• **YOUR ASSIGNMENT**: Set down exactly the lines from the one containing "x=106, y=266" through the last line of the records below, both included, and nothing else.

Referring expression data
--
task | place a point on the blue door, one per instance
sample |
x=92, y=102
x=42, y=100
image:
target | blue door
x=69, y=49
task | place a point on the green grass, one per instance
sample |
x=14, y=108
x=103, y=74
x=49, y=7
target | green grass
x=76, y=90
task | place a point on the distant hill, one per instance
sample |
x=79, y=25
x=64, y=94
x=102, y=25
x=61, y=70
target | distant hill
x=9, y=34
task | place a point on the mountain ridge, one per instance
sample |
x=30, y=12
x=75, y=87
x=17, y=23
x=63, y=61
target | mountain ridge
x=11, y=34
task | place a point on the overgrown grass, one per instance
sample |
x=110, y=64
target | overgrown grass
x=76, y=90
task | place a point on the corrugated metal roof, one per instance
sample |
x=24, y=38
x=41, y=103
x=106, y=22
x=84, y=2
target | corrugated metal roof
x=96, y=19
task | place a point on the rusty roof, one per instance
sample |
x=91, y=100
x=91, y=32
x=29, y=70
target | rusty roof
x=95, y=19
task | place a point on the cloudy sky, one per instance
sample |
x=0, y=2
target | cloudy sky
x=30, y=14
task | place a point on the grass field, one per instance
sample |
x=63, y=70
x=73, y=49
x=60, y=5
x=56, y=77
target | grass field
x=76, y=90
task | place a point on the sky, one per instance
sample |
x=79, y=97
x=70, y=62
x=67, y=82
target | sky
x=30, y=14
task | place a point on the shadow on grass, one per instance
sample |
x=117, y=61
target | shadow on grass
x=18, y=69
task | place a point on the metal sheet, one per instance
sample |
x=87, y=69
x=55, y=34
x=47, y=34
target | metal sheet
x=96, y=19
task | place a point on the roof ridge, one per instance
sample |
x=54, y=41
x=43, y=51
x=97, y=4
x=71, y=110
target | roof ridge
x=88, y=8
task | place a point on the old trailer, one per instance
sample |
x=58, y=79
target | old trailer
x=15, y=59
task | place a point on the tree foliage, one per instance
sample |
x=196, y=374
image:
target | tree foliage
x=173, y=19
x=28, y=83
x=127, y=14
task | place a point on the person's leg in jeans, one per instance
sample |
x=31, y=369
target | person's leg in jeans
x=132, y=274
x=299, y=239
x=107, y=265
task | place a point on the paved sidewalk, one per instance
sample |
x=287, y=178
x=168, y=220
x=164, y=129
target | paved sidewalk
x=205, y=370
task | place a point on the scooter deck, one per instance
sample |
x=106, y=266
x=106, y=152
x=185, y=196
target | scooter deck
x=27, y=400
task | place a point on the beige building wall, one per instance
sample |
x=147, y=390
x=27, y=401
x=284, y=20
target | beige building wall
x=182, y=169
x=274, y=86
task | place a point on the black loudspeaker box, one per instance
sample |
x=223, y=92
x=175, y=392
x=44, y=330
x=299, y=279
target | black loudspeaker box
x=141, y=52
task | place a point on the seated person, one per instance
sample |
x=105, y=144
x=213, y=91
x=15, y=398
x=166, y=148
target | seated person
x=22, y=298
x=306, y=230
--
• **WRITTEN RESPONSE**:
x=106, y=266
x=106, y=152
x=185, y=196
target | scooter deck
x=27, y=400
task | place a point on the beige building wall, one per instance
sample |
x=147, y=390
x=27, y=401
x=284, y=20
target | beige building wall
x=182, y=169
x=274, y=86
task | place a point on the black loudspeaker box, one per instance
sample |
x=223, y=92
x=175, y=392
x=44, y=330
x=299, y=279
target | black loudspeaker box
x=141, y=52
task | place a point on the seated person, one per instance
sample |
x=105, y=144
x=213, y=91
x=15, y=398
x=166, y=148
target | seated person
x=22, y=298
x=306, y=230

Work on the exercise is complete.